What the task asks ->
Copy every entry below, exactly and in full.

Input records: Begin

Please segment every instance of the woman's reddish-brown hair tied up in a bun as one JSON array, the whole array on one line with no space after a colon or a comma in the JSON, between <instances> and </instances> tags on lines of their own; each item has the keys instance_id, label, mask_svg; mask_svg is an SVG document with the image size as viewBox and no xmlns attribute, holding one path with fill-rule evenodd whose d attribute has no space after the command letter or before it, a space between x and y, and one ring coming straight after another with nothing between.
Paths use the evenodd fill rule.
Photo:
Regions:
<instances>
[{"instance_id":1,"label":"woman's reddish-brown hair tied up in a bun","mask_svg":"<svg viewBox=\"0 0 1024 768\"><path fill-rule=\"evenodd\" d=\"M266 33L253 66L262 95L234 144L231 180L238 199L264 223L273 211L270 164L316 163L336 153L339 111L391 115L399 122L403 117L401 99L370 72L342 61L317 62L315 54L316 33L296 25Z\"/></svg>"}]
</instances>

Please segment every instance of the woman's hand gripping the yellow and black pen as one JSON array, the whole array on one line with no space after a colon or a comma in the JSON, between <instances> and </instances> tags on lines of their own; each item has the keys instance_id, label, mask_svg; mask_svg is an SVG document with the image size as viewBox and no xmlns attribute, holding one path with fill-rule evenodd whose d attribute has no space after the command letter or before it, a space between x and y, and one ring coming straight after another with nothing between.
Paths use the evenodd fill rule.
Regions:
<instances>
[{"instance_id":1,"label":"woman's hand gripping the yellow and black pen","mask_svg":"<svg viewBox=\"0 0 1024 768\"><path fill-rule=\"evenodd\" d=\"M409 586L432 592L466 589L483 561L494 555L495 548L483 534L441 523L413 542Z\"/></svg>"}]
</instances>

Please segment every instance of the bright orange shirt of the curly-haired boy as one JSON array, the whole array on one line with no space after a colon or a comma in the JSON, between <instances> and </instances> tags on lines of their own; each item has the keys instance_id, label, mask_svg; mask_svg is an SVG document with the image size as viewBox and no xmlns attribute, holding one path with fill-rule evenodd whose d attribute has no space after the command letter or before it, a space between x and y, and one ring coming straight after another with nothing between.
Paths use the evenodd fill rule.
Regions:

Input records: End

Answer for the task ->
Please segment every instance of the woman's reddish-brown hair tied up in a bun as one JSON array, the whole array on one line with no space after a colon or a comma in the JSON, between <instances> and </instances> tags on lines of their own; each item has the keys instance_id, label, mask_svg; mask_svg is an SVG document with the image size as viewBox and no xmlns attribute, holding one path with fill-rule evenodd whose d attribute has no space after the command letter or before it, a space between x and y, and one ring coming straight after another with nothing between.
Paths use the evenodd fill rule.
Photo:
Regions:
<instances>
[{"instance_id":1,"label":"woman's reddish-brown hair tied up in a bun","mask_svg":"<svg viewBox=\"0 0 1024 768\"><path fill-rule=\"evenodd\" d=\"M266 33L253 66L262 95L234 144L231 180L238 199L264 223L273 211L270 164L316 163L336 153L339 111L391 115L399 122L403 117L401 99L370 72L342 61L317 62L315 54L316 33L296 25Z\"/></svg>"}]
</instances>

Please segment every instance of the woman's hand gripping the yellow and black pen as one JSON array, the whole array on one line with no space after a colon or a comma in the JSON, between <instances> and </instances> tags on lines of their own; each item has the keys instance_id, label, mask_svg; mask_svg is an SVG document with the image size as viewBox and no xmlns attribute, holding one path with fill-rule evenodd whose d attribute has no space after the command letter or before it, a space between x and y, and one ring coming straight after another with nothing between.
Paths use the evenodd fill rule.
Regions:
<instances>
[{"instance_id":1,"label":"woman's hand gripping the yellow and black pen","mask_svg":"<svg viewBox=\"0 0 1024 768\"><path fill-rule=\"evenodd\" d=\"M409 586L432 592L466 589L483 561L494 555L495 548L483 534L441 523L413 542Z\"/></svg>"}]
</instances>

Please segment every instance of the bright orange shirt of the curly-haired boy as one JSON array, the whole array on one line with no space after a colon or a comma in the JSON, between <instances> and </instances> tags on lines of their own; each item has the keys instance_id, label, mask_svg; mask_svg is an SVG document with the image size as viewBox and no xmlns attribute, holding one path with fill-rule evenodd whose d attribute has no space after the command letter or before it, a space between x and y, and one ring coming straight after another with nothing between.
Paths use the evenodd fill rule.
Regions:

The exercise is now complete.